Top of SELECTED PASSAGE
The flu season typically begins in October and ends in May each year but the Tooele County Health Department warns individuals to prepare early.
“Influenza vaccines, also known as flu shots, protect against the four most common influenza strains that have been highlighted by research,” Emma Hoyt, epidemiologist at TCHD said.
The Center for Disease Control recommends that everyone six months and older in the United States should get their flu vaccine each year with the exception of those who have had a life-threatening allergic reaction to the vaccine prior, individuals with Guillain-Barre syndrome, and those who are extremely ill.
The nasal spray-mist is also an option for some individuals.
Flu vaccination may prevent you from getting sick with the flu and for those who do get sick, vaccination has shown to reduce the severity of illness hospitalizations, according to Hoyt.
Other ways to prevent getting sick include: handwashing, avoiding close contact with sick people, staying home when sick, covering the mouth and nose when coughing or sneezing, avoid touching eyes, nose, and face, disinfecting regularly touched surfaces, and practicing good health habits, like getting plenty of sleep, eating healthy, managing stress, and exercise.
Those with questions or concerns about the flu vaccine or the virus should talk to their healthcare provider.
Hoyt also offered a short update on COVID-19.
COVID-19 cases are decreasing and the Omicron subvariant, BA.5, is making up most new cases, according to Hoyt.
“This variant is more contagious and more resistant than earlier strains of Omicron,” Hoyt said.
Bottom of SELECTED PASSAGE
### TO DO
1. Reproduce, word for word, the part of the flu article that begins with "Those with questions" and ends with "cases, according to Hoyt.".
2. According to the flu article, in which months does the flu season typically begin and end?
The data that follows comes from a separate source, not from the flu article.
Top of SOURCE DATA
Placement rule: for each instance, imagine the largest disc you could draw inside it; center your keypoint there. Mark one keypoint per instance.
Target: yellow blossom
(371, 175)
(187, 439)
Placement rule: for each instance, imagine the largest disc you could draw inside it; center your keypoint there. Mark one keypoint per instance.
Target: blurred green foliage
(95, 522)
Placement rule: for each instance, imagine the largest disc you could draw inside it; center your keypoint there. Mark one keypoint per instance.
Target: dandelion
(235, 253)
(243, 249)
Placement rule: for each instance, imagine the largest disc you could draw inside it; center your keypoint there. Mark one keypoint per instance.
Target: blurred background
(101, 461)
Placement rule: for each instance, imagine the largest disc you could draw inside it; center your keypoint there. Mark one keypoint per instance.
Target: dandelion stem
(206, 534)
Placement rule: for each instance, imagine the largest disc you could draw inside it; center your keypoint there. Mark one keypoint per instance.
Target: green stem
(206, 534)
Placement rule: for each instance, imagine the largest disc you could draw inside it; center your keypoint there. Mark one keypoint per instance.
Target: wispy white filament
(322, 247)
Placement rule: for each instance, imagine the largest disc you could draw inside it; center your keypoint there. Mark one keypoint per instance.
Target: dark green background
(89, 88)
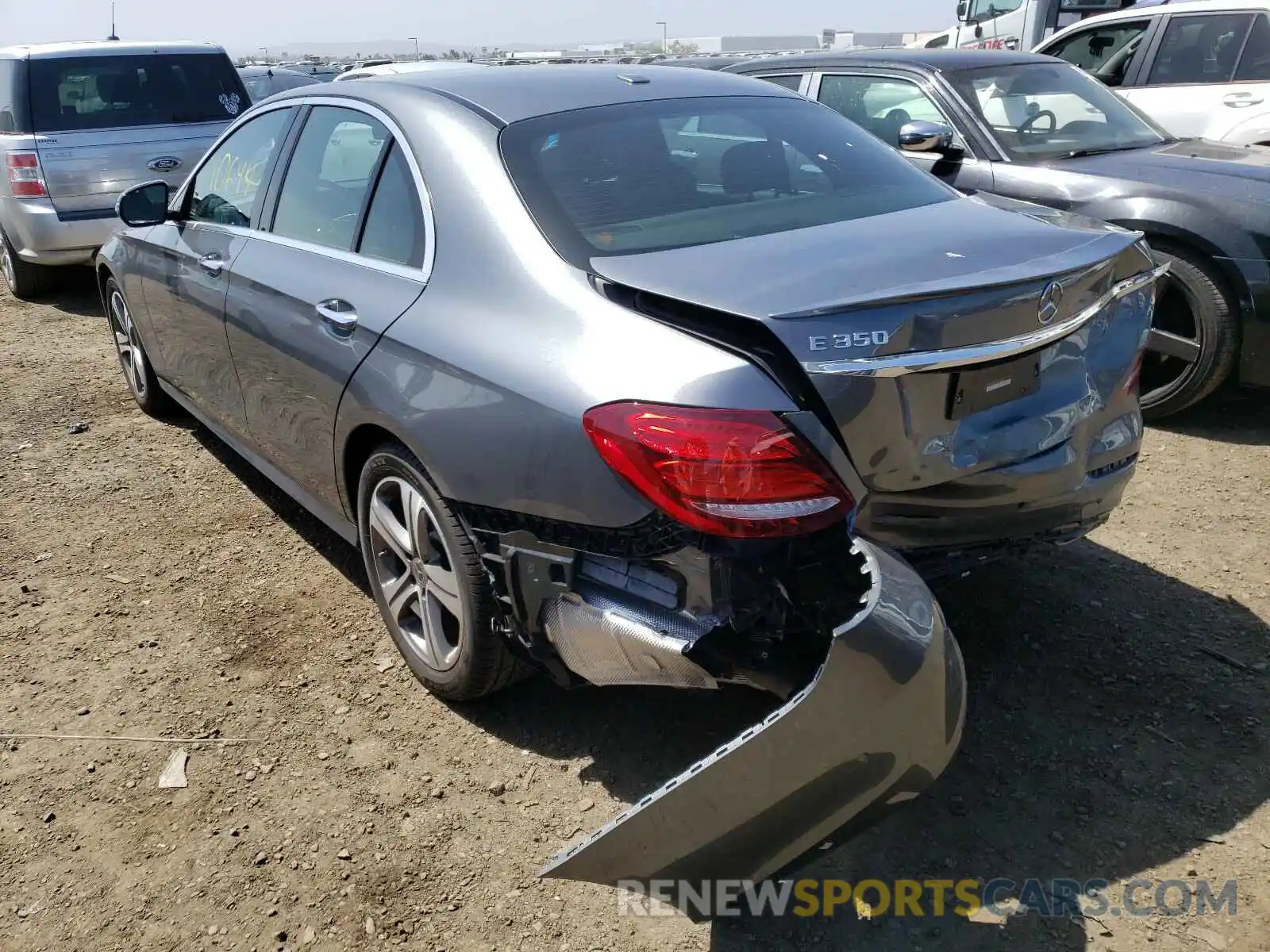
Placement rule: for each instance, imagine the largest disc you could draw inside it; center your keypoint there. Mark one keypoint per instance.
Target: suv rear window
(675, 173)
(114, 92)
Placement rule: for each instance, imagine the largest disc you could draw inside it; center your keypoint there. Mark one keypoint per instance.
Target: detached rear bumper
(876, 725)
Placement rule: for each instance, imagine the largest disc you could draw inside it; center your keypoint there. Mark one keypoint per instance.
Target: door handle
(338, 315)
(1237, 101)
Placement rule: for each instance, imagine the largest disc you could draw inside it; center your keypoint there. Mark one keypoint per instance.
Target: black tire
(25, 281)
(1194, 305)
(482, 663)
(140, 376)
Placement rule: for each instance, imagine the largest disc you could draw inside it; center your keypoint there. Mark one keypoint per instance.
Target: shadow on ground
(1231, 416)
(76, 294)
(1100, 742)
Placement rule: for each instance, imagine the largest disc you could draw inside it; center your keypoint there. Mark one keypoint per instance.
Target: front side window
(1198, 50)
(329, 177)
(229, 186)
(1049, 111)
(641, 177)
(1104, 51)
(118, 92)
(882, 106)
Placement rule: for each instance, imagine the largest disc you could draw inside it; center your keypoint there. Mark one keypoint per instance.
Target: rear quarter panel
(486, 378)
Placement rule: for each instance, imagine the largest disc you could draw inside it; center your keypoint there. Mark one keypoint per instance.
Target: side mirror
(144, 205)
(924, 136)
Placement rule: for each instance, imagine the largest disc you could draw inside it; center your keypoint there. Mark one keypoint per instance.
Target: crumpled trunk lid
(879, 721)
(944, 340)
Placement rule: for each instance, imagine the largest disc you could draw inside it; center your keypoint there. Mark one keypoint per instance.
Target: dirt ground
(152, 584)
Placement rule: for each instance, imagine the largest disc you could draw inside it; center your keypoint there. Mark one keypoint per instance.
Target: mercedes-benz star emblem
(1051, 298)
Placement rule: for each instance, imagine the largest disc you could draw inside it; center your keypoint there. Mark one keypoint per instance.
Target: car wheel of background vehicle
(25, 281)
(429, 581)
(1194, 338)
(133, 355)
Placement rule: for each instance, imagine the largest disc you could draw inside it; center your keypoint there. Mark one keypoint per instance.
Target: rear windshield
(675, 173)
(114, 92)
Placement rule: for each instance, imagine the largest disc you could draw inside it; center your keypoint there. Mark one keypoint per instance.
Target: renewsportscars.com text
(927, 898)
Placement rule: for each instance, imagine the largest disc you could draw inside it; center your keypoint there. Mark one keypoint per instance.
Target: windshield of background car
(675, 173)
(116, 92)
(1041, 111)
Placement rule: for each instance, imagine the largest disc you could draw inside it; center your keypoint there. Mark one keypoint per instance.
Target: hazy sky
(252, 23)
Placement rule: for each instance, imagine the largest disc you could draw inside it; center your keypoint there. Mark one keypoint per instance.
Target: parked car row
(668, 376)
(1038, 130)
(662, 378)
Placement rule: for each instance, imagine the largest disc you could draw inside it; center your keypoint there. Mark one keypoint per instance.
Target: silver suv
(80, 124)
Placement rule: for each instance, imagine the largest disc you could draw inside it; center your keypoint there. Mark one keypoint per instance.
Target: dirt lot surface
(152, 584)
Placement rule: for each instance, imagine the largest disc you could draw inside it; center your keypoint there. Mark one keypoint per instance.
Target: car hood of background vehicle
(1191, 165)
(946, 248)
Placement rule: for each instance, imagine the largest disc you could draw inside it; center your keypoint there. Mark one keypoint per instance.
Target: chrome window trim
(916, 362)
(429, 228)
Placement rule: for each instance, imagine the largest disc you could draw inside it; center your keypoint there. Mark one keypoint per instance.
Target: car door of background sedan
(186, 283)
(338, 260)
(882, 103)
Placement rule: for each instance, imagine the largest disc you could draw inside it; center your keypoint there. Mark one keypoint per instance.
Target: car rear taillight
(25, 178)
(728, 473)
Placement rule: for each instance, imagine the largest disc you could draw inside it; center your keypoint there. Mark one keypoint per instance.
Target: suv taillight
(25, 178)
(728, 473)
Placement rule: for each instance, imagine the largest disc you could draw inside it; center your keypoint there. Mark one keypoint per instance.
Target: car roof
(107, 48)
(1166, 6)
(272, 71)
(395, 69)
(702, 63)
(508, 95)
(933, 60)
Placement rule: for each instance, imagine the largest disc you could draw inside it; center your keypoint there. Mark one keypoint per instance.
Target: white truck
(1019, 25)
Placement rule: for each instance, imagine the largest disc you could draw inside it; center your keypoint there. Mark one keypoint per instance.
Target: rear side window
(117, 92)
(394, 224)
(329, 177)
(1255, 60)
(645, 177)
(13, 114)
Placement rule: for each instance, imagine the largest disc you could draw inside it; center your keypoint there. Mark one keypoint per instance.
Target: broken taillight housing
(25, 177)
(728, 473)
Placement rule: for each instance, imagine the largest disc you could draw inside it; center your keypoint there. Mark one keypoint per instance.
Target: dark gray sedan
(1035, 129)
(635, 378)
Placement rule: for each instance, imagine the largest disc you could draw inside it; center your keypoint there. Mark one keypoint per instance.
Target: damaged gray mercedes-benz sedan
(648, 378)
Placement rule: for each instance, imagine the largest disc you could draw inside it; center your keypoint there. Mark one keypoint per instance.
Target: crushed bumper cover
(876, 725)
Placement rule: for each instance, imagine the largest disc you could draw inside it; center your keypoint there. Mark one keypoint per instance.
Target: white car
(1199, 69)
(393, 69)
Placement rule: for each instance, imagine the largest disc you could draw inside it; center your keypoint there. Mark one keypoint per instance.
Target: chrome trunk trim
(899, 365)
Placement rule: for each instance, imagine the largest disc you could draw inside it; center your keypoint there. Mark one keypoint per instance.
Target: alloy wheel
(6, 268)
(131, 355)
(1174, 343)
(416, 574)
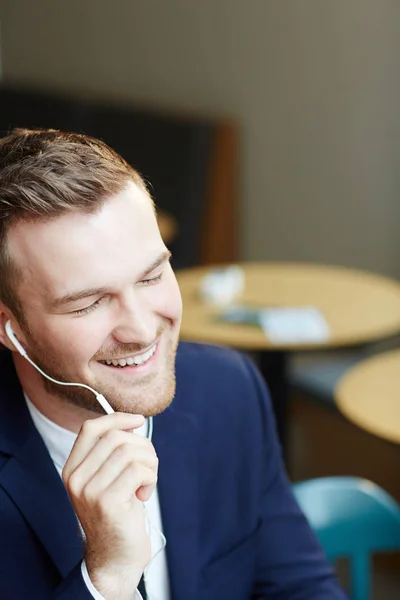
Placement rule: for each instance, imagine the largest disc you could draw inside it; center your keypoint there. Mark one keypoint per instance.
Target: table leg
(273, 366)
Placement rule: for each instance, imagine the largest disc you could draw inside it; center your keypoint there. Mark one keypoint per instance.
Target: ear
(7, 315)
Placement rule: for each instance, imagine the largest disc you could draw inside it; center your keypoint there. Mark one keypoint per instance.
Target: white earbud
(99, 397)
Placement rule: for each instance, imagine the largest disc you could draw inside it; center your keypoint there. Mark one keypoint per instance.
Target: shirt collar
(59, 441)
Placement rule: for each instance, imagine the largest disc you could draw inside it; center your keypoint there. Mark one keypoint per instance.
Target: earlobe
(4, 317)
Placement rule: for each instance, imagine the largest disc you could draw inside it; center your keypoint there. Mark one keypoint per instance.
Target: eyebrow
(86, 293)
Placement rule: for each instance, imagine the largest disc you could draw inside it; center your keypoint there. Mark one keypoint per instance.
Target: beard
(147, 396)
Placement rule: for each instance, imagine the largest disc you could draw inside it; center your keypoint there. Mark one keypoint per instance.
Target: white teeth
(133, 360)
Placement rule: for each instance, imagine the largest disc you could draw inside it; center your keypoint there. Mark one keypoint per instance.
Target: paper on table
(291, 325)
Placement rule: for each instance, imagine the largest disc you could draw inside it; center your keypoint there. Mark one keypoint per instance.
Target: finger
(103, 464)
(124, 487)
(90, 433)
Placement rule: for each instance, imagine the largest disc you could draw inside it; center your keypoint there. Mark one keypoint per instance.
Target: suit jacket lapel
(31, 480)
(174, 438)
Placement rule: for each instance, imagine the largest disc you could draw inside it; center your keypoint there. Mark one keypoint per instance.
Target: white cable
(107, 408)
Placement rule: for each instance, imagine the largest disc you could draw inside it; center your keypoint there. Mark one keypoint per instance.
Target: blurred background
(269, 130)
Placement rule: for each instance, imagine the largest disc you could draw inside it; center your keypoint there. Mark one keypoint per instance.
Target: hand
(108, 475)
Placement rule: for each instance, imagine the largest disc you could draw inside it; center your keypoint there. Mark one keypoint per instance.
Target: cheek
(76, 340)
(169, 302)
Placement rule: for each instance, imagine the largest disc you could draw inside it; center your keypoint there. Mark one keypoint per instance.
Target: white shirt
(59, 442)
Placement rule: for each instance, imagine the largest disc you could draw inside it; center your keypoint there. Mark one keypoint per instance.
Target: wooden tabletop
(358, 306)
(167, 225)
(369, 395)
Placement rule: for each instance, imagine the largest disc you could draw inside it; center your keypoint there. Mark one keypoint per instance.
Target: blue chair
(352, 518)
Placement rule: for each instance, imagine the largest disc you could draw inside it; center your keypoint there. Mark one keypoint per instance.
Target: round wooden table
(359, 307)
(369, 395)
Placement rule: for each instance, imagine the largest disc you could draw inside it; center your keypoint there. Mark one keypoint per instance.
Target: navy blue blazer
(233, 528)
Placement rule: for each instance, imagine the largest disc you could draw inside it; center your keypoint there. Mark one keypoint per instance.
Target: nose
(136, 322)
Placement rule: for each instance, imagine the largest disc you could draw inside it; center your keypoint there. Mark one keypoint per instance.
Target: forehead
(77, 250)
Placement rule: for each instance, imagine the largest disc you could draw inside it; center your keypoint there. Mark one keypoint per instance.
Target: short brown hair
(46, 173)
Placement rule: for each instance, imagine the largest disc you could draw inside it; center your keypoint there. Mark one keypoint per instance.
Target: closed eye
(152, 280)
(88, 309)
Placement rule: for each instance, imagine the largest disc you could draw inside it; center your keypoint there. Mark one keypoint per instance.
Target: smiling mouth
(130, 361)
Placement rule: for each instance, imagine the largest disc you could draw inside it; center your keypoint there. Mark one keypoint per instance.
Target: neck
(51, 406)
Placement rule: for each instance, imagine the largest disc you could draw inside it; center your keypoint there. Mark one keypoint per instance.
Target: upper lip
(132, 355)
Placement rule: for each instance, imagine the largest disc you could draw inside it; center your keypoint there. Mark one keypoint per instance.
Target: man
(89, 292)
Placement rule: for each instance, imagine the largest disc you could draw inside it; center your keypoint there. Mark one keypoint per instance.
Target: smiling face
(101, 304)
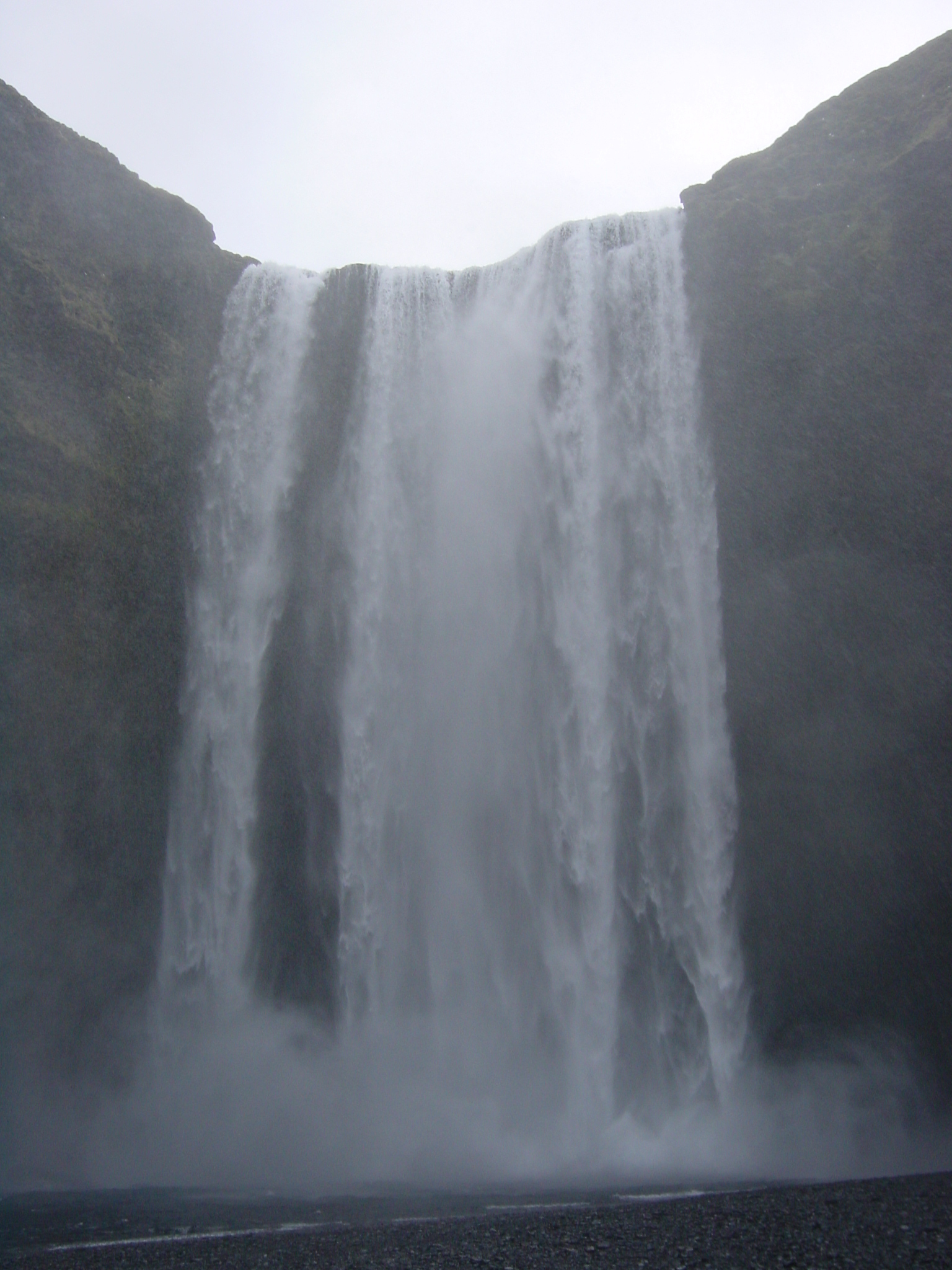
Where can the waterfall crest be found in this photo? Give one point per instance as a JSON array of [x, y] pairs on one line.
[[455, 760]]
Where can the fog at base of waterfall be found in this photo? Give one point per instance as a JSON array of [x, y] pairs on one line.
[[448, 890]]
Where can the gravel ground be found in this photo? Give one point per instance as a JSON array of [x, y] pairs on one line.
[[894, 1222]]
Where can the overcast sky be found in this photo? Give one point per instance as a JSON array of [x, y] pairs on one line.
[[437, 134]]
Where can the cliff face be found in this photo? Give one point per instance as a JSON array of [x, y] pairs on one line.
Bottom of SOURCE DATA
### ANSWERS GIVEN
1.
Those with questions or concerns about the flu vaccine or the virus should talk to their healthcare provider.
Hoyt also offered a short update on COVID-19.
COVID-19 cases are decreasing and the Omicron subvariant, BA.5, is making up most new cases, according to Hoyt.

2. It typically begins in October and ends in May.